_REQUIREMENTS_:
Write out the lines below as a JSON list of strings, with one string per line and blank lines omitted, and leave the pictures out of the result.

--- begin INPUT MATERIAL ---

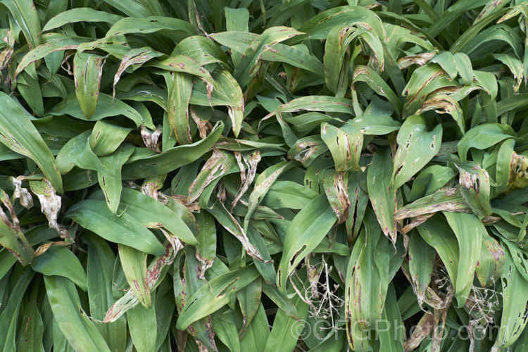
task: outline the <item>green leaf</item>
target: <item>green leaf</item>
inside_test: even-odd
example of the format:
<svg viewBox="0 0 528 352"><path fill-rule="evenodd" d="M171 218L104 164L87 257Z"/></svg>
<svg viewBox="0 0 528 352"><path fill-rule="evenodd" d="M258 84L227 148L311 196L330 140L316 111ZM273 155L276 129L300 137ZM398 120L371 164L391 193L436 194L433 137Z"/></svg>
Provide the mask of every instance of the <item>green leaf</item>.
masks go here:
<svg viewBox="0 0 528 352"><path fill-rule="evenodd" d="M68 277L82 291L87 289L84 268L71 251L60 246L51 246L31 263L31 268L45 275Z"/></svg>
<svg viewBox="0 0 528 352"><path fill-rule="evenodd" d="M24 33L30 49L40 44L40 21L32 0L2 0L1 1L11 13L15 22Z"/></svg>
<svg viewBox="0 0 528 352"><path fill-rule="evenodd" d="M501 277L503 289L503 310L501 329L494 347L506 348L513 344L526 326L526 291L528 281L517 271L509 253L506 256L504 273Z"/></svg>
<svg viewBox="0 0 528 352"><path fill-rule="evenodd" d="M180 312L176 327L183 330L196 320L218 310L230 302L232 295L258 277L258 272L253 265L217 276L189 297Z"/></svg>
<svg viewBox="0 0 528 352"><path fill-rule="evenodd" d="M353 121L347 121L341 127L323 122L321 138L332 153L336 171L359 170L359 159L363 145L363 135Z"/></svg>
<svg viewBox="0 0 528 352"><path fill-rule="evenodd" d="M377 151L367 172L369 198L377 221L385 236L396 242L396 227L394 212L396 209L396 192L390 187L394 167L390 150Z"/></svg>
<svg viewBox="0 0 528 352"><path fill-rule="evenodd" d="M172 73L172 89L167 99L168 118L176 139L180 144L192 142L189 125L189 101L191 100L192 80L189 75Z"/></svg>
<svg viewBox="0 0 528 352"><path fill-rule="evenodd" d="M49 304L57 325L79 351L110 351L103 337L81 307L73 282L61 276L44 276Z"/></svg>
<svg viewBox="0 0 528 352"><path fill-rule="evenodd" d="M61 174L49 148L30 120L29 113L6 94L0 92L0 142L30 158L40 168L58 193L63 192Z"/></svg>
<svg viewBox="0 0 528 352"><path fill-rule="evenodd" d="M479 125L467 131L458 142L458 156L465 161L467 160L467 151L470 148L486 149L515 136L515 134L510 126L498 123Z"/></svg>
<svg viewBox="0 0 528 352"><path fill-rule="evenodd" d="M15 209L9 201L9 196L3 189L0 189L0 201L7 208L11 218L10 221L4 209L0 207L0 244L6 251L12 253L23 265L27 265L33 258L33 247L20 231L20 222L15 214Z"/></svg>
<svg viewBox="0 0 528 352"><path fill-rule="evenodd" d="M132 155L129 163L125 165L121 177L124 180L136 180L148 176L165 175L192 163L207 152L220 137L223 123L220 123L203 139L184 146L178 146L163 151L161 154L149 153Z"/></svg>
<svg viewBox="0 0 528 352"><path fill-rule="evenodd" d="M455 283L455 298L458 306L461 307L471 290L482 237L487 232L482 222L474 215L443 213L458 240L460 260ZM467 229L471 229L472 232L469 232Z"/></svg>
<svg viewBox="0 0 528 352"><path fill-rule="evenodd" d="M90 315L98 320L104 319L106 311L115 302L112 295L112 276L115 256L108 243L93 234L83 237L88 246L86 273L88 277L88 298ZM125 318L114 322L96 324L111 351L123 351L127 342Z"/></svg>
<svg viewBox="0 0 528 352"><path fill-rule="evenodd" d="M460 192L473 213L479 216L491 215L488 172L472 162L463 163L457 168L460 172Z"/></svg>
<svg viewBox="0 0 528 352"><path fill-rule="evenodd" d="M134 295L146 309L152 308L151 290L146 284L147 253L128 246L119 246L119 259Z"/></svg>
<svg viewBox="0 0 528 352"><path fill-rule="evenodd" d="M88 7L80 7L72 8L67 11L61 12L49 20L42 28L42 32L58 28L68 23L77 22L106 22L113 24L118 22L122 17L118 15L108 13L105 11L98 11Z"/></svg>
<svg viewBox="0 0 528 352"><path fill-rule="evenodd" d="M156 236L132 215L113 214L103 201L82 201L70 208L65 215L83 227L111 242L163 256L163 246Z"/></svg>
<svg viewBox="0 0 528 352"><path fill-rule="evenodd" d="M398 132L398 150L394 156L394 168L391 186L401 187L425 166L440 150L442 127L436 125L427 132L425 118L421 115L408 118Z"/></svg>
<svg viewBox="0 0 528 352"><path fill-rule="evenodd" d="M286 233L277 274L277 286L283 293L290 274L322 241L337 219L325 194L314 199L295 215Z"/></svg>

--- end INPUT MATERIAL ---

_ANSWER TO THE EXERCISE_:
[
  "task: outline the <item>green leaf</item>",
  "target: <item>green leaf</item>",
  "inside_test: even-odd",
  "example of the format:",
  "<svg viewBox=\"0 0 528 352\"><path fill-rule=\"evenodd\" d=\"M171 218L104 164L87 257Z\"/></svg>",
  "<svg viewBox=\"0 0 528 352\"><path fill-rule=\"evenodd\" d=\"M258 84L227 148L311 196L330 140L316 111ZM273 155L276 129L300 137ZM398 120L371 164L391 193L436 194L433 137Z\"/></svg>",
  "Provide the mask of every instance of the <item>green leaf</item>.",
  "masks go here:",
  "<svg viewBox=\"0 0 528 352\"><path fill-rule=\"evenodd\" d=\"M68 277L82 291L87 289L84 268L71 251L60 246L51 246L31 263L31 268L45 275Z\"/></svg>",
  "<svg viewBox=\"0 0 528 352\"><path fill-rule=\"evenodd\" d=\"M24 33L30 49L40 44L40 21L32 0L2 0L1 1L11 13L15 22Z\"/></svg>",
  "<svg viewBox=\"0 0 528 352\"><path fill-rule=\"evenodd\" d=\"M501 277L503 289L503 310L501 329L494 347L506 348L513 344L526 326L526 291L528 281L517 271L509 253L506 256L504 273Z\"/></svg>",
  "<svg viewBox=\"0 0 528 352\"><path fill-rule=\"evenodd\" d=\"M180 312L176 327L183 330L196 320L218 310L230 302L232 295L258 277L258 272L253 265L217 276L189 297Z\"/></svg>",
  "<svg viewBox=\"0 0 528 352\"><path fill-rule=\"evenodd\" d=\"M353 121L347 121L341 127L323 122L321 138L332 153L336 171L359 170L359 159L363 145L363 135Z\"/></svg>",
  "<svg viewBox=\"0 0 528 352\"><path fill-rule=\"evenodd\" d=\"M377 151L367 172L369 198L377 221L385 236L396 242L396 227L394 212L396 209L396 192L390 187L394 167L390 150Z\"/></svg>",
  "<svg viewBox=\"0 0 528 352\"><path fill-rule=\"evenodd\" d=\"M172 73L172 89L167 99L168 118L176 139L180 144L192 142L189 125L189 101L191 100L192 80L189 75Z\"/></svg>",
  "<svg viewBox=\"0 0 528 352\"><path fill-rule=\"evenodd\" d=\"M49 304L57 325L79 351L110 351L103 337L81 307L73 282L61 276L44 276Z\"/></svg>",
  "<svg viewBox=\"0 0 528 352\"><path fill-rule=\"evenodd\" d=\"M61 174L49 148L30 120L29 113L6 94L0 92L0 142L30 158L40 168L58 193L63 192Z\"/></svg>",
  "<svg viewBox=\"0 0 528 352\"><path fill-rule=\"evenodd\" d=\"M479 125L467 131L458 142L458 156L465 161L467 160L467 151L470 148L486 149L515 136L515 134L510 126L498 123Z\"/></svg>",
  "<svg viewBox=\"0 0 528 352\"><path fill-rule=\"evenodd\" d=\"M15 209L9 201L9 196L3 189L0 189L0 201L7 208L11 218L10 221L4 209L0 207L0 244L6 251L12 253L23 265L27 265L33 258L33 247L20 231L20 222L15 214Z\"/></svg>",
  "<svg viewBox=\"0 0 528 352\"><path fill-rule=\"evenodd\" d=\"M132 155L129 163L125 165L121 177L124 180L136 180L148 176L165 175L192 163L207 152L220 137L223 123L220 123L203 139L184 146L178 146L163 151L161 154L149 153Z\"/></svg>",
  "<svg viewBox=\"0 0 528 352\"><path fill-rule=\"evenodd\" d=\"M455 283L455 298L458 306L461 307L471 290L482 237L487 232L482 222L474 215L443 213L458 240L460 260ZM467 229L471 229L472 232L469 232Z\"/></svg>",
  "<svg viewBox=\"0 0 528 352\"><path fill-rule=\"evenodd\" d=\"M90 315L98 320L104 319L106 311L115 302L112 295L112 276L115 256L108 243L93 234L83 237L88 246L86 273L88 277L88 298ZM125 318L114 322L96 324L111 351L123 351L127 342Z\"/></svg>",
  "<svg viewBox=\"0 0 528 352\"><path fill-rule=\"evenodd\" d=\"M460 192L473 213L479 216L491 215L488 172L472 162L463 163L457 168L460 172Z\"/></svg>",
  "<svg viewBox=\"0 0 528 352\"><path fill-rule=\"evenodd\" d=\"M134 295L146 309L152 308L151 290L146 284L147 253L128 246L119 246L119 259Z\"/></svg>",
  "<svg viewBox=\"0 0 528 352\"><path fill-rule=\"evenodd\" d=\"M88 7L80 7L72 8L67 11L61 12L49 20L42 28L42 32L58 28L68 23L77 22L106 22L113 24L118 22L122 17L118 15L108 13L105 11L98 11Z\"/></svg>",
  "<svg viewBox=\"0 0 528 352\"><path fill-rule=\"evenodd\" d=\"M156 236L132 215L113 214L103 201L82 201L70 208L65 215L83 227L111 242L163 256L163 246Z\"/></svg>",
  "<svg viewBox=\"0 0 528 352\"><path fill-rule=\"evenodd\" d=\"M398 132L398 150L394 156L394 168L391 186L401 187L425 166L440 150L442 127L436 125L427 132L425 118L421 115L408 118Z\"/></svg>",
  "<svg viewBox=\"0 0 528 352\"><path fill-rule=\"evenodd\" d=\"M286 233L277 274L277 286L283 293L290 274L322 241L337 219L325 194L314 199L295 215Z\"/></svg>"
]